> Exercise instructions:
**1.** In the passage on Irish emigration, substitute "leavers" for "emigrants" and write out the text starting at "More than 90" and ending at "just 4 percent.".
**2.** In the passage on Irish emigration, what unemployment rate does the European Commission expect Ireland to reach by 2015?

Ireland's long and painful history of emigration, from the million or so who left during the Great Famine of the 1800s to those who escaped recession in the 1980s, has added a fresh chapter since the financial crisis that triggered an EU/IMF bailout almost two years ago.
The number of departures in the 12 months to April rose to 87,100 from 80,600 a year earlier, the Central Statistics Office said on its website on Thursday, meaning almost two percent of the population left the country. The emigration rate was almost four times higher than during the "Celtic Tiger" boom years of the 2000s.
More than 90 percent of emigrants were aged 44 and under, and Irish nationals accounted for more than 50 percent of those leaving for the first time since the crisis began.
The pace of emigration was offset somewhat by the arrival of 52,700 new residents, just over a third of them Irish. This was roughly the same number as a year ago, but far from the record 150,000 who entered the country in 2007 when the unemployment rate was just 4 percent.
The ratio of immigrants to emigrants was nonetheless higher than in the late 1980s, when three times as many people left the country as came in.
Ireland's unemployment rate, currently at a crisis-high of 14.8 percent, is only expected to fall to 13.1 percent by 2015 according to newly revised forecasts by the European Commission.

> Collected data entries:
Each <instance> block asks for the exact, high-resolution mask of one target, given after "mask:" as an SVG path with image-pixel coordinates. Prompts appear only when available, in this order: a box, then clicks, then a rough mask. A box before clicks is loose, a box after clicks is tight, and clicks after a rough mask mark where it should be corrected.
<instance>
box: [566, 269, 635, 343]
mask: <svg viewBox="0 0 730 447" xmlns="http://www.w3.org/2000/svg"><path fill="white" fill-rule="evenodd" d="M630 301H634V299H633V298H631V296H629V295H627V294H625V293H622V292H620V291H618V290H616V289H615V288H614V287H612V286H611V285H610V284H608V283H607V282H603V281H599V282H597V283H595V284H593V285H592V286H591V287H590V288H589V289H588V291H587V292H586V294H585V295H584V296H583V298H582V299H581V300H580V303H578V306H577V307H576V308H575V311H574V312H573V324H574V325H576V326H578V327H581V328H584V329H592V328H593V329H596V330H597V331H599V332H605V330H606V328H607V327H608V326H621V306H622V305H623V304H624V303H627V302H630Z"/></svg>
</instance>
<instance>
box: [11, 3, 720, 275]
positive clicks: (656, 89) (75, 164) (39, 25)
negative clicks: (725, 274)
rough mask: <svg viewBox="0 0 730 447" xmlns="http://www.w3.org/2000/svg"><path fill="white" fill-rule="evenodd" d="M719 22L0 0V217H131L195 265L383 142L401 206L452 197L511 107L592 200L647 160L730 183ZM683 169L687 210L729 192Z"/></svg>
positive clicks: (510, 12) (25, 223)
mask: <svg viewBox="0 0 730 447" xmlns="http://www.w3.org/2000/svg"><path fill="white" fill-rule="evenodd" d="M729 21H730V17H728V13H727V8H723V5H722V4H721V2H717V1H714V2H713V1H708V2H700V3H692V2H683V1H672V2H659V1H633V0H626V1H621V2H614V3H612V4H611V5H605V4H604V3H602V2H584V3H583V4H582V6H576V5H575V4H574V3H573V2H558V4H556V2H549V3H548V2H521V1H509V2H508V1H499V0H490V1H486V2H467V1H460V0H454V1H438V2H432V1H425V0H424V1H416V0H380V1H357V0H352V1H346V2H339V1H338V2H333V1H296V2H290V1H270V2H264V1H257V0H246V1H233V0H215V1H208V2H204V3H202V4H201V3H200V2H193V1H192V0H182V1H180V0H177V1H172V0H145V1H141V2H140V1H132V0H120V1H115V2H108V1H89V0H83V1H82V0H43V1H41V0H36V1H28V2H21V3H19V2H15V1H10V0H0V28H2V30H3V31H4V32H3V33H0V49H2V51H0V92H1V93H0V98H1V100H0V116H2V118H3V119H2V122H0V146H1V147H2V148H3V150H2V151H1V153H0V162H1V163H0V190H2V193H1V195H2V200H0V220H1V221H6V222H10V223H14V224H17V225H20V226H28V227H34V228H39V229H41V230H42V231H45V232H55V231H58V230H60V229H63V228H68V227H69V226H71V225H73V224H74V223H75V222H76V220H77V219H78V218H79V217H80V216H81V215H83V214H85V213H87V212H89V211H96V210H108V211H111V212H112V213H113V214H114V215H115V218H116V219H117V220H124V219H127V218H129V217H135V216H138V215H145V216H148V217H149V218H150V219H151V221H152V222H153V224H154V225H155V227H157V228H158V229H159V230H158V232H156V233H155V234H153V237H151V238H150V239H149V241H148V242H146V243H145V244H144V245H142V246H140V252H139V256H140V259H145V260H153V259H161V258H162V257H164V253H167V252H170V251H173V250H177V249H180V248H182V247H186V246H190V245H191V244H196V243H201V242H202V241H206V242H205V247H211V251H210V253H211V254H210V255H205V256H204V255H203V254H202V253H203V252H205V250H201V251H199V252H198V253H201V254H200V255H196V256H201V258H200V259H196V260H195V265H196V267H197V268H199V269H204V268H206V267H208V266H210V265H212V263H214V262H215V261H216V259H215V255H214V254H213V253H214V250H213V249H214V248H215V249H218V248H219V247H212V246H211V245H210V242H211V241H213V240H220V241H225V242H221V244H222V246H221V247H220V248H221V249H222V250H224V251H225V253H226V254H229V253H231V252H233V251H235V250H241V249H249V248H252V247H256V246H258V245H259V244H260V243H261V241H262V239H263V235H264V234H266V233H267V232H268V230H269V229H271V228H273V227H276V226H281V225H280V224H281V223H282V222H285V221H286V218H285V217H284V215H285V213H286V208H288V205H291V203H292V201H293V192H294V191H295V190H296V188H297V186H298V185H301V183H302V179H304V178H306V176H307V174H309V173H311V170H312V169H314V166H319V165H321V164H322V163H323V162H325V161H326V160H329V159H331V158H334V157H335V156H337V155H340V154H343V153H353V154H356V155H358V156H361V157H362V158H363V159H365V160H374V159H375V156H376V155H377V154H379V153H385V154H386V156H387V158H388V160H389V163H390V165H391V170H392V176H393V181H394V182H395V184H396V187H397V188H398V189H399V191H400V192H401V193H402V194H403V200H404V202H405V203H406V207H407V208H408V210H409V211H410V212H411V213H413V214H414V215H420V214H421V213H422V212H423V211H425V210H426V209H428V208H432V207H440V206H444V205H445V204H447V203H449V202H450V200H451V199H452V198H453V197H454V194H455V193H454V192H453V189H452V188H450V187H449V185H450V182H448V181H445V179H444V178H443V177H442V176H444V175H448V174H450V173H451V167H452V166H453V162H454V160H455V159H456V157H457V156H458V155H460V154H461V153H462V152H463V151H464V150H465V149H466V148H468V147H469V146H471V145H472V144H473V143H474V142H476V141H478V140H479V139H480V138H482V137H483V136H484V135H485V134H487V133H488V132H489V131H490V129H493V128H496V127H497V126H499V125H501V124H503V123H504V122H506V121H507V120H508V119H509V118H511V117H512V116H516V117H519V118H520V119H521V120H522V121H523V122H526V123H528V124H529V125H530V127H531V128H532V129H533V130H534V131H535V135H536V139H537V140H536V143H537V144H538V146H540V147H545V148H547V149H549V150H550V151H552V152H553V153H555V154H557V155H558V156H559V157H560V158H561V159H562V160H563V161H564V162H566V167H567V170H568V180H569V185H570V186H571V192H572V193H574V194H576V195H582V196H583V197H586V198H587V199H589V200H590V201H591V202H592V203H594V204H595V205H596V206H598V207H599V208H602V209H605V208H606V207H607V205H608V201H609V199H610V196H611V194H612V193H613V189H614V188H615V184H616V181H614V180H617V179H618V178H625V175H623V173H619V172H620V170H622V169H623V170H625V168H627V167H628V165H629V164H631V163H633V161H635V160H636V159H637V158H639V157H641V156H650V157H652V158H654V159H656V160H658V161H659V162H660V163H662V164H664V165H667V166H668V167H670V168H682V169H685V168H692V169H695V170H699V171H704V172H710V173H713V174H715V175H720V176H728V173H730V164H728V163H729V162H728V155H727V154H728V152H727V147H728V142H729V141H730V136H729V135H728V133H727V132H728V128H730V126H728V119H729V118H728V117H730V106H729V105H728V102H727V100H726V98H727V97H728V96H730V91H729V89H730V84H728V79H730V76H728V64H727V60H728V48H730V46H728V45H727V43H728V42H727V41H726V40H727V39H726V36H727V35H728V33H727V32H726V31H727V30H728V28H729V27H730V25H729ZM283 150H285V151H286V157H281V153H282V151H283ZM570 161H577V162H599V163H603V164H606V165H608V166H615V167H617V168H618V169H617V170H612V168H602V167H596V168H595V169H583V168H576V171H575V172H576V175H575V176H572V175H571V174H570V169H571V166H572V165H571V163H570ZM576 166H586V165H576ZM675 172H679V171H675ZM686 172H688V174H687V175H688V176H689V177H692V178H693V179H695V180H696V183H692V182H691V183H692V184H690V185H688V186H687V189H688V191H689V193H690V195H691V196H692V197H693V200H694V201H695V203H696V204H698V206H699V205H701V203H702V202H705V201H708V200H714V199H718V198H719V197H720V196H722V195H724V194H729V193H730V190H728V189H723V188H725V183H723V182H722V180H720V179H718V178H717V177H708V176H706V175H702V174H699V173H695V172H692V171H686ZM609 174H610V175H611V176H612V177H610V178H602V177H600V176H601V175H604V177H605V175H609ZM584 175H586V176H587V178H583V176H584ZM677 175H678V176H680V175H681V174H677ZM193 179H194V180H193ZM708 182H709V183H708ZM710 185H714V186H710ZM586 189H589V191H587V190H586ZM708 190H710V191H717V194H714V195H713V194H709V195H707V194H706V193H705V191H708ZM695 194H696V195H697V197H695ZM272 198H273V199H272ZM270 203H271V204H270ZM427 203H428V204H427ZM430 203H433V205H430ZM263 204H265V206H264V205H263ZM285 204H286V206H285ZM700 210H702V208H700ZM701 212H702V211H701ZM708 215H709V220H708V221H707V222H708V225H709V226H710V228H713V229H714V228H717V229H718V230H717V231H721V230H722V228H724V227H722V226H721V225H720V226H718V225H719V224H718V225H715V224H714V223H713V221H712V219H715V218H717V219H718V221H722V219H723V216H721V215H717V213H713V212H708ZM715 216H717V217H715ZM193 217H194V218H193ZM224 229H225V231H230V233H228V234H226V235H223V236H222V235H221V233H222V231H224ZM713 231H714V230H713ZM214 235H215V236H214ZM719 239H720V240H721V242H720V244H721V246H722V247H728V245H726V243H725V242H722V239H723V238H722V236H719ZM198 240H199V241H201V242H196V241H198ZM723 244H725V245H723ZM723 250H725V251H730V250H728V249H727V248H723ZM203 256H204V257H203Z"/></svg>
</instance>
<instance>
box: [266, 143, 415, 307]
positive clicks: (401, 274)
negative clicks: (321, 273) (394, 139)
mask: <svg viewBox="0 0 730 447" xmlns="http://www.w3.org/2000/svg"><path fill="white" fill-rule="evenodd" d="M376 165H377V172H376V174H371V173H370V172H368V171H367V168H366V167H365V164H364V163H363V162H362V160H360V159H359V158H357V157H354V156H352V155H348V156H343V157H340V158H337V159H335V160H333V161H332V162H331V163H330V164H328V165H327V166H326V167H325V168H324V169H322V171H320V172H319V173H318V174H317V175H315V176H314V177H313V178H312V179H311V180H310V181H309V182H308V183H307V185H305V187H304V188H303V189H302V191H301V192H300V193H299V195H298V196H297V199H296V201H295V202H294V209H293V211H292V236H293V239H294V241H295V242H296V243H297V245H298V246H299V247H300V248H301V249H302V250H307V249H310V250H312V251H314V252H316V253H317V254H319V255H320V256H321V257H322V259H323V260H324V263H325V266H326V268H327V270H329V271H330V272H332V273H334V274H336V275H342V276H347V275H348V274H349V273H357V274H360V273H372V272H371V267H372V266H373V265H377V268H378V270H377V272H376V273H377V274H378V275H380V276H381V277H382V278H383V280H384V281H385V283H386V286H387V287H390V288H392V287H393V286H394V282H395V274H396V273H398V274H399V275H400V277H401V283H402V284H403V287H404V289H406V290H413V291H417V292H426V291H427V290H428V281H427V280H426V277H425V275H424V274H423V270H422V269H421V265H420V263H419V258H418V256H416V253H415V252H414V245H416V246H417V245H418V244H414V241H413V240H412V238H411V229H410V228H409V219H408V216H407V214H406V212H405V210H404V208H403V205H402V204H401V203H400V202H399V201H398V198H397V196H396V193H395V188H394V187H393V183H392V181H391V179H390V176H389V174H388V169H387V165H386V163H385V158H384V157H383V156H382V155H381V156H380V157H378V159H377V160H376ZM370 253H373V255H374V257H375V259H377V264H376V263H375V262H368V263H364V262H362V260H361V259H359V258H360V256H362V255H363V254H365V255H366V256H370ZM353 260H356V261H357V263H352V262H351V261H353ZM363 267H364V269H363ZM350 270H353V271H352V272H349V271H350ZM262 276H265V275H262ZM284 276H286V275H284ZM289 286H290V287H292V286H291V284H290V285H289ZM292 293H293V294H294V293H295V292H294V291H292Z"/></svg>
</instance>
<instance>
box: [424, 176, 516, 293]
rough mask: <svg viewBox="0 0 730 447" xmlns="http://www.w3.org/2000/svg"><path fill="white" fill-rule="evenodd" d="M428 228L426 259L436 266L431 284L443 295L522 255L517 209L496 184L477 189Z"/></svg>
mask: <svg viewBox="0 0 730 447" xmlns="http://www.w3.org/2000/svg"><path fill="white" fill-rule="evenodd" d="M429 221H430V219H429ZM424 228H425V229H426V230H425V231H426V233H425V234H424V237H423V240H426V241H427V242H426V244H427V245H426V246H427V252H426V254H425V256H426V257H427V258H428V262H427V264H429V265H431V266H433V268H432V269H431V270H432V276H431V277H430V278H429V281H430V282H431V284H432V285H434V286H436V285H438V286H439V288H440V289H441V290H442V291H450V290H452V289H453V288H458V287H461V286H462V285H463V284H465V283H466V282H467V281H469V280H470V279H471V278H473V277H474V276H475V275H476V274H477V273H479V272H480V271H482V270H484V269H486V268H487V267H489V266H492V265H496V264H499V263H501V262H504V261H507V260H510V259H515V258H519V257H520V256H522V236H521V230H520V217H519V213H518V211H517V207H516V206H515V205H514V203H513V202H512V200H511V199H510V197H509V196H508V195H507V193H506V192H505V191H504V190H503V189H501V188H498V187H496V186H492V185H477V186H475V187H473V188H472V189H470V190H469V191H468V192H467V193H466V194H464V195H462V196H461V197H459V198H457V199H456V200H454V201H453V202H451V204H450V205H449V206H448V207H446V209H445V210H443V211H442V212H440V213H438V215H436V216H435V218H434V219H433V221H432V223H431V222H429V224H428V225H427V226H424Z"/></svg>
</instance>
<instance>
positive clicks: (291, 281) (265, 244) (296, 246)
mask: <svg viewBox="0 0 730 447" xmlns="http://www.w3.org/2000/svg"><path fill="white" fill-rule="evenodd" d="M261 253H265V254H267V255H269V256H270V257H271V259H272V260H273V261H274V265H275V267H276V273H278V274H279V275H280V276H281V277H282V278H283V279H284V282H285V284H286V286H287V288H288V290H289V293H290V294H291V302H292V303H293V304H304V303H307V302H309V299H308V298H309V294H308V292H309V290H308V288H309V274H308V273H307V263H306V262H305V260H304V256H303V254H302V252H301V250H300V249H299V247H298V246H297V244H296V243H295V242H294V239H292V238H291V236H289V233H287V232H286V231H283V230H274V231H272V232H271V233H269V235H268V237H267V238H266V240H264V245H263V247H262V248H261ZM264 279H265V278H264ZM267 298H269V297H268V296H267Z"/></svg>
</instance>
---
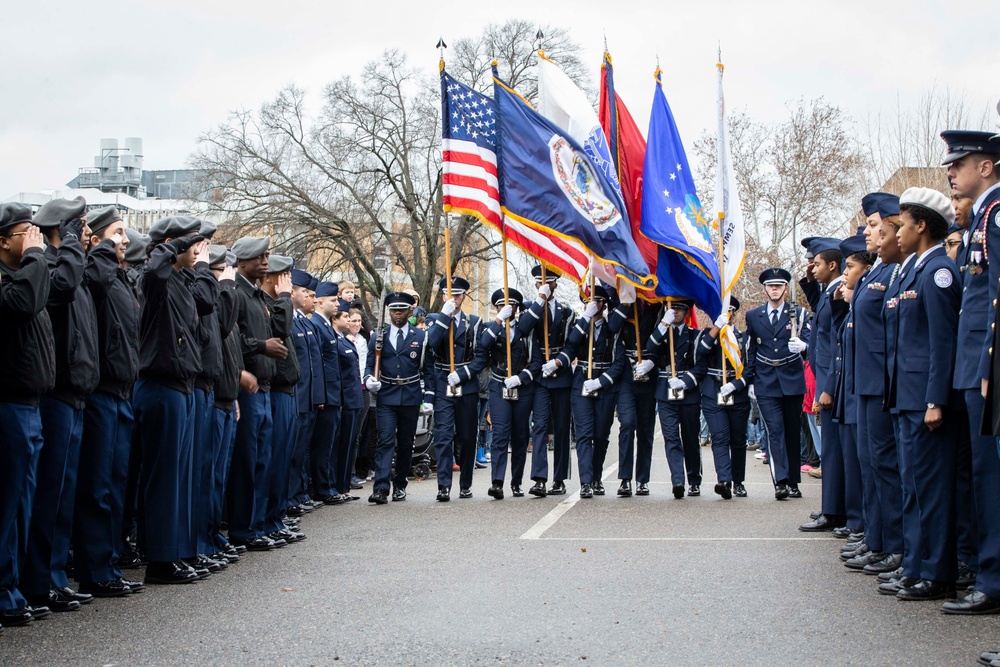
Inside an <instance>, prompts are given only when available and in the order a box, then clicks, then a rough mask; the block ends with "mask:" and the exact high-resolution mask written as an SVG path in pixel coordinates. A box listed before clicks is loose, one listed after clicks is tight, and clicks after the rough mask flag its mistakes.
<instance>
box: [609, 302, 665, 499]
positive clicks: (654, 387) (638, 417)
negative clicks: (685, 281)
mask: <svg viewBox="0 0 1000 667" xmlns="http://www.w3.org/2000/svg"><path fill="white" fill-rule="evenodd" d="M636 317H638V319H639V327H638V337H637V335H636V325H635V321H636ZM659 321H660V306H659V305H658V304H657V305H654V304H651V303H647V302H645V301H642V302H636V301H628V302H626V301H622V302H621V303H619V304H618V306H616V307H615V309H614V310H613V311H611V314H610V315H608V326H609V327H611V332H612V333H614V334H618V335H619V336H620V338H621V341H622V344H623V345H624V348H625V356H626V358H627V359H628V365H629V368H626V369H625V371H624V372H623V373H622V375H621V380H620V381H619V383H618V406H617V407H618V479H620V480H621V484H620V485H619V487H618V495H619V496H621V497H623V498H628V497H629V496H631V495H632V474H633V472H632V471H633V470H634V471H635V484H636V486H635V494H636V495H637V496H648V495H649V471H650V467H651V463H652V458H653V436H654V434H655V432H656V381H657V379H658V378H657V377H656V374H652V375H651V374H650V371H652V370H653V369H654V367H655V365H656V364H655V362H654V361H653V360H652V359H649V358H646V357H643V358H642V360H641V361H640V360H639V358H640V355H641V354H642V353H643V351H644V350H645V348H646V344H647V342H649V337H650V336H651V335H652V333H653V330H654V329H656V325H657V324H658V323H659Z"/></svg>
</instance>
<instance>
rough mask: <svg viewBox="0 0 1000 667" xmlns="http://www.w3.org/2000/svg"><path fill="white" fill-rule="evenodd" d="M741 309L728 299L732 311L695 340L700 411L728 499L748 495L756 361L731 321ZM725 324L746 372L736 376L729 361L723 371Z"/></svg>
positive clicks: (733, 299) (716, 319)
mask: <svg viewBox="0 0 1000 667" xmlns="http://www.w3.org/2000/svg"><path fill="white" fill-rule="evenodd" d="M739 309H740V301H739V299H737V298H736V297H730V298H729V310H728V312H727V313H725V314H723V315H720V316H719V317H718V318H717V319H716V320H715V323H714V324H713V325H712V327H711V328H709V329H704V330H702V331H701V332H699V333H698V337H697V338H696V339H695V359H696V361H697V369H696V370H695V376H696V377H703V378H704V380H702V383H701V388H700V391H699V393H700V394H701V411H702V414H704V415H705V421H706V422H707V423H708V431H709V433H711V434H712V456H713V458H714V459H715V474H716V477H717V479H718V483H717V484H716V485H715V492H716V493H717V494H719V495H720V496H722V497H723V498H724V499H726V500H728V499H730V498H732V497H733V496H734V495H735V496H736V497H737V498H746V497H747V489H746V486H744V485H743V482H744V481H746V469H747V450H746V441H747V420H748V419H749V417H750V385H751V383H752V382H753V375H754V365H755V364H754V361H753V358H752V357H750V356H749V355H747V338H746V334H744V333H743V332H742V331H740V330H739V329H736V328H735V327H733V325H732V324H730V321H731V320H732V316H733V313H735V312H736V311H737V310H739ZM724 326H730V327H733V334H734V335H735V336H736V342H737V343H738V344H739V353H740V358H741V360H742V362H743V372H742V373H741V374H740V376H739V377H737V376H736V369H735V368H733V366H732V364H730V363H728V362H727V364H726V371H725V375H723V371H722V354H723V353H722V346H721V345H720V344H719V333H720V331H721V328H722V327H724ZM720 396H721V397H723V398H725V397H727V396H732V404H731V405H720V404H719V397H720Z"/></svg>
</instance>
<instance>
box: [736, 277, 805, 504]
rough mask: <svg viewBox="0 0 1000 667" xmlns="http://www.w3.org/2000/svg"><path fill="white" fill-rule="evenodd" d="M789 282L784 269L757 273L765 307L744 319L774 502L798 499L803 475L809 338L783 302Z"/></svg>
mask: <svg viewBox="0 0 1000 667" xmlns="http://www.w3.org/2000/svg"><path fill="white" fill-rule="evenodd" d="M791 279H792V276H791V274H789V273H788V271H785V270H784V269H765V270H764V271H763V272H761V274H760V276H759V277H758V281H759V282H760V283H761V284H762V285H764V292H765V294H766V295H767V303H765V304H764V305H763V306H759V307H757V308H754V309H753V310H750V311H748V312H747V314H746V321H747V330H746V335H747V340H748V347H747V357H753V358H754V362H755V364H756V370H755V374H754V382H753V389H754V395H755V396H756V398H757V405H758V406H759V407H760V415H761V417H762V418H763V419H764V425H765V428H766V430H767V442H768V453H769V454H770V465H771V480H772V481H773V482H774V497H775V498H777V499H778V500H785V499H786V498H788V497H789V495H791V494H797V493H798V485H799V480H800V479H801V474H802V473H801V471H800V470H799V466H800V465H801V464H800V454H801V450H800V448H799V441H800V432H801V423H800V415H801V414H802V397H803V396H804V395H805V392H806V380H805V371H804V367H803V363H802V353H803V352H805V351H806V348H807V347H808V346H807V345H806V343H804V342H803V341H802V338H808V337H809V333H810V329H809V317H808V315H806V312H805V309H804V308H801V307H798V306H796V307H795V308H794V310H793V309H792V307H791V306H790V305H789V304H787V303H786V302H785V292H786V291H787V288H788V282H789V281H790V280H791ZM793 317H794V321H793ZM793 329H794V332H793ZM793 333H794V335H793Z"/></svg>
...
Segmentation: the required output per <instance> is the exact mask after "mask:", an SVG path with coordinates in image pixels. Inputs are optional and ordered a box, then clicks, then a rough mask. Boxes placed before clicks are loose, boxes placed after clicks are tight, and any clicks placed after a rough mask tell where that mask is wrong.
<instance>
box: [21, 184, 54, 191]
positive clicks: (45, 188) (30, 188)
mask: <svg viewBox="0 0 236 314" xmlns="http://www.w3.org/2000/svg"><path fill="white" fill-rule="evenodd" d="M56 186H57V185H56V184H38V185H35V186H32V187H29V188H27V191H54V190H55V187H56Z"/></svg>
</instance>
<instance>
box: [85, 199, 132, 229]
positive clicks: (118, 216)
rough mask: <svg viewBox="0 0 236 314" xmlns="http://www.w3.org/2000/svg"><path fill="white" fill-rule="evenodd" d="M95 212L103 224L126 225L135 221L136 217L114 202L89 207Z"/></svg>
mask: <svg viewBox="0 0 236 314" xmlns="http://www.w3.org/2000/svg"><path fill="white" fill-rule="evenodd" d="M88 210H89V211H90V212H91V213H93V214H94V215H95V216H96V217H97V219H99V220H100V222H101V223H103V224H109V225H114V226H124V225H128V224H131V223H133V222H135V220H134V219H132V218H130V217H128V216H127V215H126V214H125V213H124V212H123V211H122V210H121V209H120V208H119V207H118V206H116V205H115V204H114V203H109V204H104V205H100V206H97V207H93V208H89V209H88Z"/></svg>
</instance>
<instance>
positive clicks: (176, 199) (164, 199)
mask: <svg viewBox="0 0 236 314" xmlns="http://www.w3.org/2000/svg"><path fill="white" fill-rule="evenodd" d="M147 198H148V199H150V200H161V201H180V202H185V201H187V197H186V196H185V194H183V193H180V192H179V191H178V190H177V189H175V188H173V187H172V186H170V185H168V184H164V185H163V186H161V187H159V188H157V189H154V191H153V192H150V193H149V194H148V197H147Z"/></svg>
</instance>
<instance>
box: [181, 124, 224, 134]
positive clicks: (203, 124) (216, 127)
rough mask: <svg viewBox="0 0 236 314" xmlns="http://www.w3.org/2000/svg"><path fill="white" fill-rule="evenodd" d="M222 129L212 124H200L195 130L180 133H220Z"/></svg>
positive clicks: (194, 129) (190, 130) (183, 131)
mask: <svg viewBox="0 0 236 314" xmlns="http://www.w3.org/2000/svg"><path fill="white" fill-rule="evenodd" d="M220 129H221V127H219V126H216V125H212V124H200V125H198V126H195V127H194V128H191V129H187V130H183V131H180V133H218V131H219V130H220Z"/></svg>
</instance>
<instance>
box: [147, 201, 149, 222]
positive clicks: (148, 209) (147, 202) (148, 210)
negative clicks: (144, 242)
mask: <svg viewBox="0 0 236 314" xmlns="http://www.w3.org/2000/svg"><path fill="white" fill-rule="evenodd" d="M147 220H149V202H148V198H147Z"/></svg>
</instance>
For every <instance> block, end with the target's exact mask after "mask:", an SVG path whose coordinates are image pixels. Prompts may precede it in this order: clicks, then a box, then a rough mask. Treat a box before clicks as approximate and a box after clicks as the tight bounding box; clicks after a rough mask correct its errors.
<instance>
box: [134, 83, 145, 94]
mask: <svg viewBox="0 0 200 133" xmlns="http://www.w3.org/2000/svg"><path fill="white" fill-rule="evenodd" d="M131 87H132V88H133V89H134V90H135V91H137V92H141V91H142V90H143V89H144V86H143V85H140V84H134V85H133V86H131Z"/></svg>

> Answers:
**1.**
More than 90 percent of leavers were aged 44 and under, and Irish nationals accounted for more than 50 percent of those leaving for the first time since the crisis began.
The pace of emigration was offset somewhat by the arrival of 52,700 new residents, just over a third of them Irish. This was roughly the same number as a year ago, but far from the record 150,000 who entered the country in 2007 when the unemployment rate was just 4 percent.

**2.** 13.1 percent.